» **Directions**:
The response must contain every line below in which "photo" appears.

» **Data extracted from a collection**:
..........
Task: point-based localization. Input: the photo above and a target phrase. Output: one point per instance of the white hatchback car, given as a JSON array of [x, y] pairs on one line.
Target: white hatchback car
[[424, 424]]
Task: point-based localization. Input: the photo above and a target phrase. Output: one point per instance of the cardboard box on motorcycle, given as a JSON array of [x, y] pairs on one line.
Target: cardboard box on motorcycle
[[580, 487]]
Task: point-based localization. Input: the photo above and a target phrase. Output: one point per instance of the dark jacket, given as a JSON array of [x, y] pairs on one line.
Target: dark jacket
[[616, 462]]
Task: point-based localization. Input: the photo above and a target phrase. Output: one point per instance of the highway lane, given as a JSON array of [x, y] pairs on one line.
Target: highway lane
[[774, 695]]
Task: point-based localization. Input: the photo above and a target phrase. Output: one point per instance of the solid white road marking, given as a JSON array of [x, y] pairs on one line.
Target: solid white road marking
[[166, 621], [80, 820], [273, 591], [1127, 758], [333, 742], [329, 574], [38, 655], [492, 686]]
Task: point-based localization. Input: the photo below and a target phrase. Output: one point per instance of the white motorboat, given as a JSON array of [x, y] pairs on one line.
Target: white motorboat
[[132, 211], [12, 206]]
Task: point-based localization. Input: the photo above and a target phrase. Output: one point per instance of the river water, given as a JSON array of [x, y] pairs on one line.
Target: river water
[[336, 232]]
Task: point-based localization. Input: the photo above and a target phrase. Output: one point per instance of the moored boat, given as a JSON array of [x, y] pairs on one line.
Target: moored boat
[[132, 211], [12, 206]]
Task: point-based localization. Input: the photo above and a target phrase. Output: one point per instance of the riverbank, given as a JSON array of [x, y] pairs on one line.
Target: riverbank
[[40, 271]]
..........
» **Response box**:
Task: point-based localization. Input: the photo above and a target phrase. Output: one point per instance of the white hatchback car, given as a JSON array of [x, y] pairs on one line.
Task: point-based localization. Input: the photo above and a target phrase. Output: one point per instance of the cardboard box on motorcycle, given as a JSON array of [x, y] pairs on one line.
Task: point-based localization. Input: the photo above and a target phrase. Output: one point per instance of the dark jacket, given as a JSON array of [x, y] pairs on one line.
Task: point-based localization. Input: the photo above and a target phrase. Output: one point per instance of the highway lane, given as a JSON array of [x, y] pairs on one line.
Task: point-based localization. Input: the photo above and a target phrase. Output: one point per instance of the solid white road marking, given as a JSON array of [x, y] pairs on one line.
Task: point-based localization. Input: the photo below and a target phrase. Output: one point per instance of the white motorboat, given as a JSON array of [x, y] pairs on one line.
Task: point-based localization. Input: the photo above and a target phrase. Output: one point per instance of the river water, given as a JSON array of [x, y] pairs on one line.
Task: point-based localization. Input: the photo above and a target phrase. Output: one point per instance of the moored boat, given as a JSON array of [x, y] pairs on one line.
Task: point-based localization. Input: the photo above and a target phrase. Output: one point per instance of the riverbank, given as a JSON array of [x, y] pairs on one line.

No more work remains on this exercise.